*Problem requirements*
Please count how many lines in the records below contain the string "nightstand", and reply with that number alone.

Items from a labeling collection

★ ★ ★ ★ ★ ★ ★

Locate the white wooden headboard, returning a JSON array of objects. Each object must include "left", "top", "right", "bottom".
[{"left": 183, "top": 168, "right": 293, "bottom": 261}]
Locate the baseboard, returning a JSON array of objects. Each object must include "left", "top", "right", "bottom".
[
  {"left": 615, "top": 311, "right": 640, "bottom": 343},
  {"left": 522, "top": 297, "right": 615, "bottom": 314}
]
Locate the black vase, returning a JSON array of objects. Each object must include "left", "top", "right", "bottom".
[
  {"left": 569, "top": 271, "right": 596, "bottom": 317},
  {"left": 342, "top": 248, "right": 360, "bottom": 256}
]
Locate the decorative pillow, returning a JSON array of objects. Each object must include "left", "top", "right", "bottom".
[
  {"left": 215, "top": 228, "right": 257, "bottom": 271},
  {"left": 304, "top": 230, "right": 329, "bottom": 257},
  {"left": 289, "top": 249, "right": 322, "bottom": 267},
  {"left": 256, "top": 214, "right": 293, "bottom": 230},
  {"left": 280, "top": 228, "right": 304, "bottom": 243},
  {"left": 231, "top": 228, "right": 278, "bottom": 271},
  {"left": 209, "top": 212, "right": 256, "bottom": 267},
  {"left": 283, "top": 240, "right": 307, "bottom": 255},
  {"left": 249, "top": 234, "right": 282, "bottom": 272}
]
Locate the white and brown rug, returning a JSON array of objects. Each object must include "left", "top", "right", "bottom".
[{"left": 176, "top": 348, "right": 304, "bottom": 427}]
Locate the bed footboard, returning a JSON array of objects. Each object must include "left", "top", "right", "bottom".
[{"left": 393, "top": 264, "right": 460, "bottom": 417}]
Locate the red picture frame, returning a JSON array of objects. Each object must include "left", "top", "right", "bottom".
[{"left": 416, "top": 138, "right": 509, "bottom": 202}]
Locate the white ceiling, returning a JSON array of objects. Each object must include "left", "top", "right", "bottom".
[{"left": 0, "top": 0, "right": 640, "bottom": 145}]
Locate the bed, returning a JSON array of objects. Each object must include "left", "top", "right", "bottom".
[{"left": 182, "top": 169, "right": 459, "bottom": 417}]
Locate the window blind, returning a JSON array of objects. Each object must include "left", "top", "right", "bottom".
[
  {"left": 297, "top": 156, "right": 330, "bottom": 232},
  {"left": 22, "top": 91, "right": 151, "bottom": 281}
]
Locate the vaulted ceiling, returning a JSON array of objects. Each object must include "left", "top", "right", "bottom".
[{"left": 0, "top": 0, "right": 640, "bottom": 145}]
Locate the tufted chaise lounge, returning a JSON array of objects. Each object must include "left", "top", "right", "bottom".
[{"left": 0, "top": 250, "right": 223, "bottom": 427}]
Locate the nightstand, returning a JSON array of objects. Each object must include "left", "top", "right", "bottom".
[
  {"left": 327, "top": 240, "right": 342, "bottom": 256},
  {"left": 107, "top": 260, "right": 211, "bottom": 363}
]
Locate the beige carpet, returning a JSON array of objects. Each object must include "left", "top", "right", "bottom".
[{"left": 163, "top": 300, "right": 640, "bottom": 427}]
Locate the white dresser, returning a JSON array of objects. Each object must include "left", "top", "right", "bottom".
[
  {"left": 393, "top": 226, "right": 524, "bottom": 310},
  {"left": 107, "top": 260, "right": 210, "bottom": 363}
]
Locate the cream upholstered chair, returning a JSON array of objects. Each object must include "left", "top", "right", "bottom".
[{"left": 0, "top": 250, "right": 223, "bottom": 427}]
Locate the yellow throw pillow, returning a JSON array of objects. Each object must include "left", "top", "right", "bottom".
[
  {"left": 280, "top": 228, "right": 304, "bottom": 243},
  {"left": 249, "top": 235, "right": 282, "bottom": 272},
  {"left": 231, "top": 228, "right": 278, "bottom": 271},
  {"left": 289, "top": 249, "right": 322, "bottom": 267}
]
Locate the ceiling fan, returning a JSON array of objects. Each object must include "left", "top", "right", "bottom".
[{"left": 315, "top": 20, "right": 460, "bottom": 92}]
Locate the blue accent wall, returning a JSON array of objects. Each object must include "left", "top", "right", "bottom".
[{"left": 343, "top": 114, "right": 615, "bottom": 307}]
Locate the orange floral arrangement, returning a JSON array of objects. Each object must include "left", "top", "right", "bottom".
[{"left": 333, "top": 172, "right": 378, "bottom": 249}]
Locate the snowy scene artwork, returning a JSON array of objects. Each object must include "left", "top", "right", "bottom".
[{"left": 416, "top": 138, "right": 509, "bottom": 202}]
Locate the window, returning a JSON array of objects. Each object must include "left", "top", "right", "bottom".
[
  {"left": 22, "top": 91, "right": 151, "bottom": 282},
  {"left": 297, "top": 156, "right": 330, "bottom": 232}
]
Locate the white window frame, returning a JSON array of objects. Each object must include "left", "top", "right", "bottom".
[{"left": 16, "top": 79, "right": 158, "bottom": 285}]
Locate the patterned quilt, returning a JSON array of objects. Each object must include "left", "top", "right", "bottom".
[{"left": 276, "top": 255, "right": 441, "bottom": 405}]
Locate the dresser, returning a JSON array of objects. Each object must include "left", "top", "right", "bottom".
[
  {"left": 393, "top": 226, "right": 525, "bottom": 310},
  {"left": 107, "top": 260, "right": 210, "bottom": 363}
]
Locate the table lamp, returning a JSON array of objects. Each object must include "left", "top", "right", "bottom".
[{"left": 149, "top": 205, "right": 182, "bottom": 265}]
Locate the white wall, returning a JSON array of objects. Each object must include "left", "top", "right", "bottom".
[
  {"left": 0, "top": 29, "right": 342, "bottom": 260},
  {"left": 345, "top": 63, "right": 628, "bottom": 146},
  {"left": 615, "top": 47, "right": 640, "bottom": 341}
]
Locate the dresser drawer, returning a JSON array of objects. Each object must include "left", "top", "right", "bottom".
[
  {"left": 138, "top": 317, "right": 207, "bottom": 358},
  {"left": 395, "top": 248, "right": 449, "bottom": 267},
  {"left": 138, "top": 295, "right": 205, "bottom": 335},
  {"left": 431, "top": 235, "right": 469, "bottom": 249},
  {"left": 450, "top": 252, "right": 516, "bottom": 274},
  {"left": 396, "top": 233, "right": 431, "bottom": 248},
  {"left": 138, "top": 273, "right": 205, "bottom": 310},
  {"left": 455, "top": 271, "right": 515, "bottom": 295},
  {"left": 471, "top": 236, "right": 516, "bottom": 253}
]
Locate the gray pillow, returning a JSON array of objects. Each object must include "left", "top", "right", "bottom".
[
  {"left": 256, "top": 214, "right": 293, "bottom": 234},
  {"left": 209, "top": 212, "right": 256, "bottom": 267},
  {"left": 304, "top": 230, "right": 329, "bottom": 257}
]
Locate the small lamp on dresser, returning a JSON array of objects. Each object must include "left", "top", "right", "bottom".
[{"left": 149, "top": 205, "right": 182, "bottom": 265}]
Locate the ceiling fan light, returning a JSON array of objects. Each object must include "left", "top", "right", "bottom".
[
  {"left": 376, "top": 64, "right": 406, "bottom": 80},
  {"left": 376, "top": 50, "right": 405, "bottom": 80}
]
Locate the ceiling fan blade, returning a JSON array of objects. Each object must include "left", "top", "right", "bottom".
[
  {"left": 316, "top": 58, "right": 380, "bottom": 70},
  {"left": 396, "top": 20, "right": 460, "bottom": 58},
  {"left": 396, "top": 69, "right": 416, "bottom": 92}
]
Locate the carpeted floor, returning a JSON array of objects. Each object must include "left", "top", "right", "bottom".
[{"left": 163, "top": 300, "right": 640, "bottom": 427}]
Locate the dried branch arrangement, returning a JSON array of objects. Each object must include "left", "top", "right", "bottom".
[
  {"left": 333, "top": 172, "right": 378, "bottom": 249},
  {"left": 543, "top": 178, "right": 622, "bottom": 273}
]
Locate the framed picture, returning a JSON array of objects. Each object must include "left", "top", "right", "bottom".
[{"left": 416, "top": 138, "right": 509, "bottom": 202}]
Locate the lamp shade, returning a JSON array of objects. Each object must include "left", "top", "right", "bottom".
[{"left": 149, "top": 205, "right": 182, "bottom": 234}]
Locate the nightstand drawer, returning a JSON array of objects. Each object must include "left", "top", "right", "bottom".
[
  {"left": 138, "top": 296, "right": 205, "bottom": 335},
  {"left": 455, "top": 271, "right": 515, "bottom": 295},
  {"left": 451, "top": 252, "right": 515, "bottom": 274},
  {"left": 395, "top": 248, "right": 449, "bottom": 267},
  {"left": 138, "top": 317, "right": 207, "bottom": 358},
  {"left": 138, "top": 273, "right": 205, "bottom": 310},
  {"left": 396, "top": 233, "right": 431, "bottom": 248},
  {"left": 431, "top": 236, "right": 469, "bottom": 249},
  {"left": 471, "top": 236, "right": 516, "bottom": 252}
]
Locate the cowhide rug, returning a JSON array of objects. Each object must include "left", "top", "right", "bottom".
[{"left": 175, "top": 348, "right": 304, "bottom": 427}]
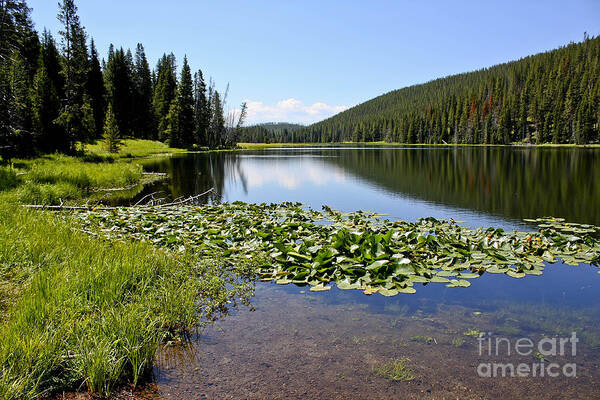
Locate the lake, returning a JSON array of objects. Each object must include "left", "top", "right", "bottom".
[{"left": 139, "top": 145, "right": 600, "bottom": 399}]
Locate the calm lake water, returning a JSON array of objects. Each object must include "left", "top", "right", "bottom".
[{"left": 140, "top": 146, "right": 600, "bottom": 399}]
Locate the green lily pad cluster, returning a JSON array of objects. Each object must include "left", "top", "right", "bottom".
[{"left": 78, "top": 202, "right": 600, "bottom": 296}]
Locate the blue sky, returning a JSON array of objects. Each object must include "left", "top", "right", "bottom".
[{"left": 28, "top": 0, "right": 600, "bottom": 123}]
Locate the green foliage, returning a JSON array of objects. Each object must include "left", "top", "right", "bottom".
[
  {"left": 372, "top": 358, "right": 415, "bottom": 382},
  {"left": 104, "top": 48, "right": 133, "bottom": 136},
  {"left": 194, "top": 70, "right": 211, "bottom": 146},
  {"left": 0, "top": 166, "right": 19, "bottom": 191},
  {"left": 86, "top": 39, "right": 106, "bottom": 139},
  {"left": 152, "top": 54, "right": 177, "bottom": 141},
  {"left": 239, "top": 122, "right": 304, "bottom": 143},
  {"left": 250, "top": 37, "right": 600, "bottom": 144},
  {"left": 56, "top": 0, "right": 95, "bottom": 146},
  {"left": 23, "top": 156, "right": 142, "bottom": 189},
  {"left": 102, "top": 104, "right": 121, "bottom": 153},
  {"left": 0, "top": 205, "right": 252, "bottom": 399},
  {"left": 82, "top": 202, "right": 600, "bottom": 296},
  {"left": 132, "top": 43, "right": 156, "bottom": 139}
]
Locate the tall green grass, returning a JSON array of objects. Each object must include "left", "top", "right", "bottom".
[
  {"left": 0, "top": 167, "right": 19, "bottom": 191},
  {"left": 24, "top": 156, "right": 142, "bottom": 189},
  {"left": 0, "top": 205, "right": 255, "bottom": 399},
  {"left": 86, "top": 139, "right": 185, "bottom": 159}
]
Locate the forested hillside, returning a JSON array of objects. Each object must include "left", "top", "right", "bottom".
[
  {"left": 294, "top": 36, "right": 600, "bottom": 144},
  {"left": 238, "top": 122, "right": 304, "bottom": 143},
  {"left": 0, "top": 0, "right": 245, "bottom": 160}
]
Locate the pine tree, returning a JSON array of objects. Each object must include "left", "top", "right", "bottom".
[
  {"left": 104, "top": 48, "right": 133, "bottom": 136},
  {"left": 163, "top": 96, "right": 183, "bottom": 147},
  {"left": 208, "top": 91, "right": 225, "bottom": 149},
  {"left": 152, "top": 54, "right": 177, "bottom": 141},
  {"left": 87, "top": 39, "right": 106, "bottom": 138},
  {"left": 57, "top": 0, "right": 91, "bottom": 148},
  {"left": 132, "top": 43, "right": 156, "bottom": 139},
  {"left": 31, "top": 56, "right": 61, "bottom": 153},
  {"left": 177, "top": 57, "right": 195, "bottom": 148},
  {"left": 103, "top": 103, "right": 121, "bottom": 153}
]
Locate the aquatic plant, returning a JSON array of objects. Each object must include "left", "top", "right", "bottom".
[
  {"left": 372, "top": 358, "right": 415, "bottom": 382},
  {"left": 410, "top": 336, "right": 437, "bottom": 344},
  {"left": 79, "top": 202, "right": 600, "bottom": 296}
]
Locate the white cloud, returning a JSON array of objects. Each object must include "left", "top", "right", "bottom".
[{"left": 245, "top": 98, "right": 349, "bottom": 126}]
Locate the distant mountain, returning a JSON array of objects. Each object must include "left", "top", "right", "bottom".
[
  {"left": 238, "top": 122, "right": 305, "bottom": 143},
  {"left": 245, "top": 37, "right": 600, "bottom": 144}
]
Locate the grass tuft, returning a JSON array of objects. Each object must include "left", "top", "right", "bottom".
[
  {"left": 0, "top": 204, "right": 251, "bottom": 399},
  {"left": 0, "top": 167, "right": 19, "bottom": 191}
]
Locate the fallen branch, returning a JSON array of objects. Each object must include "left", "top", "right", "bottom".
[
  {"left": 161, "top": 188, "right": 215, "bottom": 207},
  {"left": 22, "top": 188, "right": 215, "bottom": 211}
]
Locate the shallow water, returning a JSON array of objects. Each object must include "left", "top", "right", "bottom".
[{"left": 140, "top": 146, "right": 600, "bottom": 399}]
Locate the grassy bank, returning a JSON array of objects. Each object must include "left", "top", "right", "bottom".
[
  {"left": 0, "top": 140, "right": 184, "bottom": 205},
  {"left": 238, "top": 142, "right": 600, "bottom": 150},
  {"left": 0, "top": 205, "right": 255, "bottom": 399}
]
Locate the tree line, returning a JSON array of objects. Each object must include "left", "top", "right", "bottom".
[
  {"left": 238, "top": 122, "right": 304, "bottom": 143},
  {"left": 0, "top": 0, "right": 245, "bottom": 160},
  {"left": 245, "top": 35, "right": 600, "bottom": 144}
]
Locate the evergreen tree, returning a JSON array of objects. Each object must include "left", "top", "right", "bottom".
[
  {"left": 208, "top": 91, "right": 225, "bottom": 149},
  {"left": 57, "top": 0, "right": 93, "bottom": 148},
  {"left": 104, "top": 48, "right": 133, "bottom": 136},
  {"left": 102, "top": 103, "right": 121, "bottom": 153},
  {"left": 152, "top": 54, "right": 177, "bottom": 141},
  {"left": 31, "top": 56, "right": 61, "bottom": 153},
  {"left": 194, "top": 70, "right": 210, "bottom": 146},
  {"left": 177, "top": 57, "right": 195, "bottom": 148},
  {"left": 163, "top": 96, "right": 183, "bottom": 147},
  {"left": 133, "top": 43, "right": 156, "bottom": 139},
  {"left": 87, "top": 39, "right": 106, "bottom": 138}
]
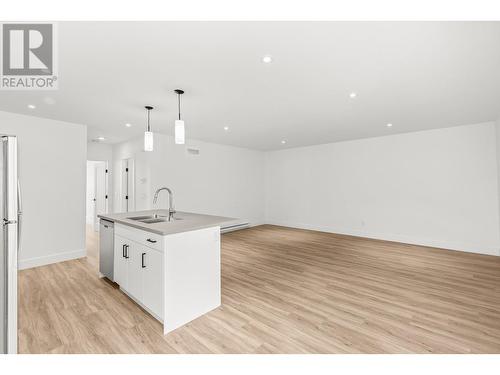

★ ★ ★ ★ ★ ★ ★

*Result of this task*
2